That’s where I’ve found backwards planning to be so useful.

Many campaigns or projects make sure to start at the end when creating timelines, but I’ve noticed a lot less individuals using backwards timelines for getting their work done. Many organizers have their “to do” list, but often do not put as much thought into making a long-term timeline.

Though I’d realized how helpful backwards timelines were in making sure work got done ahead of schedule for the initiatives I was a part of, it took me much longer to see that I could really apply a backwards timeline to my own work.

Often campaigns create backwards timelines for benchmarks or milestones. We should do the same for our smaller tasks that lead us to those key deadlines. Organizers should make sure to use backwards plans in both their collaborative timelines and individual work plans.
^^^^^^^^
- QUESTIONS ON THE MATERIAL -
1. Decide whether each statement agrees with the passage on backwards planning. Answer yes or no for each, and quote the words of the passage that decide it.
(a) The writer saw right away that a backwards timeline could be applied to their own work.
(b) Campaigns often create backwards timelines for benchmarks or milestones.
(c) Many organizers put a lot of thought into making a long-term timeline.
2. Quote the passage on backwards planning from "Many campaigns or" to "my own work.".

- EXTRACTED ENTRIES -
^^^^^^^^
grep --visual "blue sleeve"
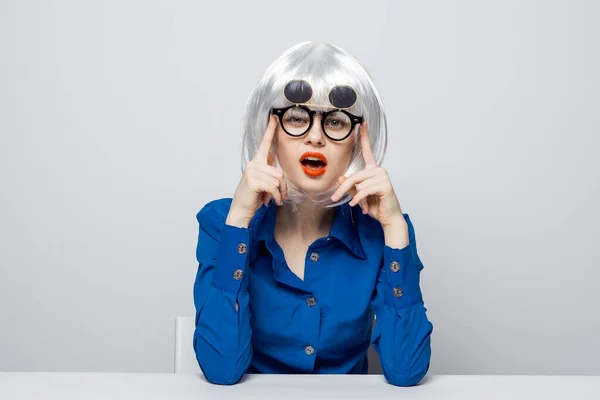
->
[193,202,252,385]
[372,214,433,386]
^^^^^^^^
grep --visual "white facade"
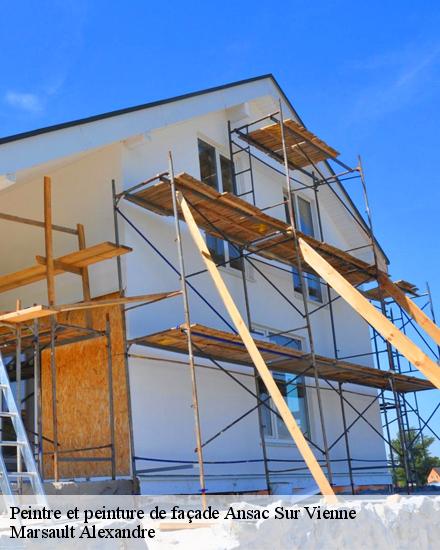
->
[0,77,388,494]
^^^^^^^^
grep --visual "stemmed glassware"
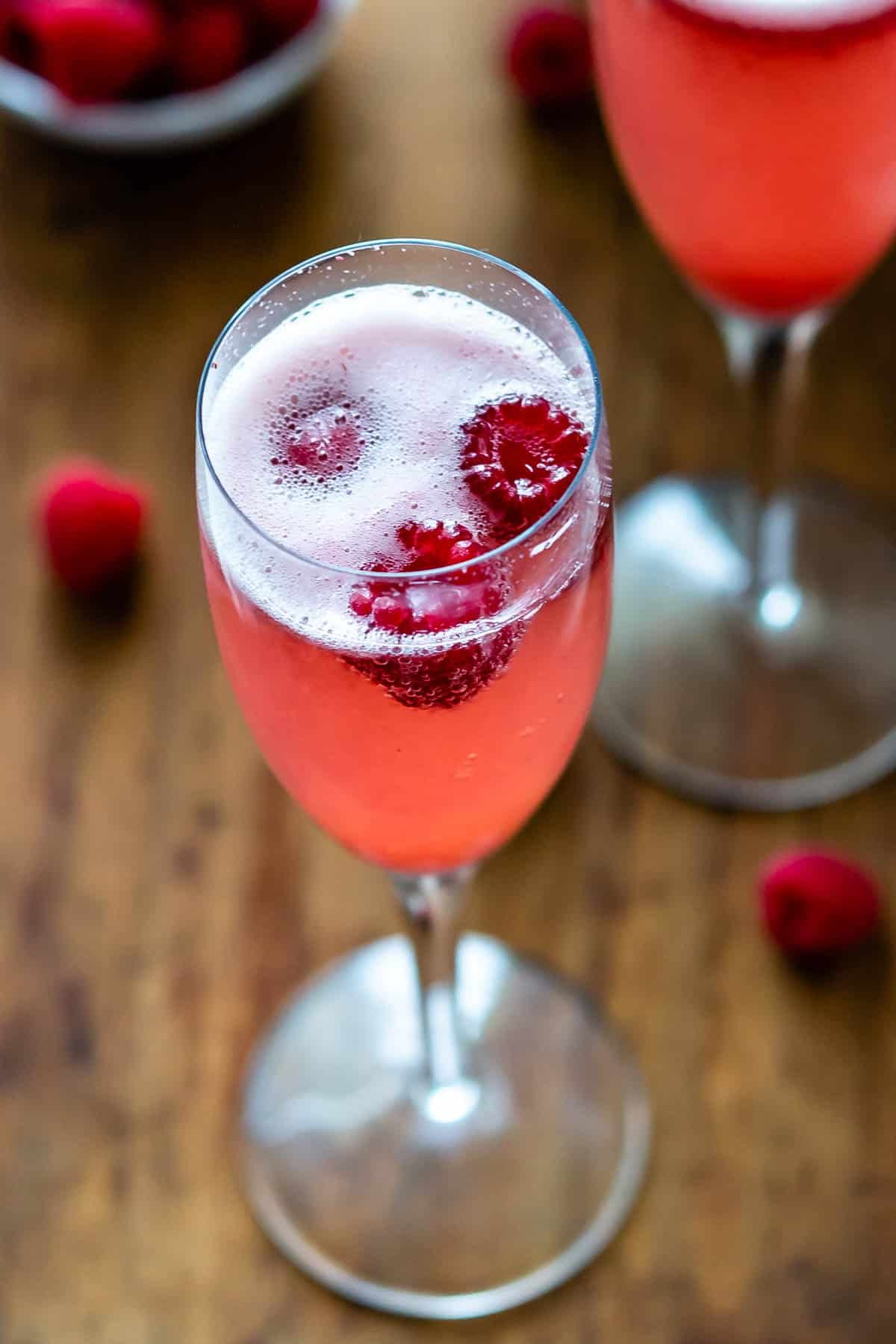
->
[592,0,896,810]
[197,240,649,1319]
^^^^^^^^
- ANSWER LIST -
1.
(a) No: "it took me much longer to see that I could really apply a backwards timeline to my own work."
(b) Yes: "Often campaigns create backwards timelines for benchmarks or milestones."
(c) No: "Many organizers have their “to do” list, but often do not put as much thought into making a long-term timeline."

2.
Many campaigns or projects make sure to start at the end when creating timelines, but I’ve noticed a lot less individuals using backwards timelines for getting their work done. Many organizers have their “to do” list, but often do not put as much thought into making a long-term timeline.

Though I’d realized how helpful backwards timelines were in making sure work got done ahead of schedule for the initiatives I was a part of, it took me much longer to see that I could really apply a backwards timeline to my own work.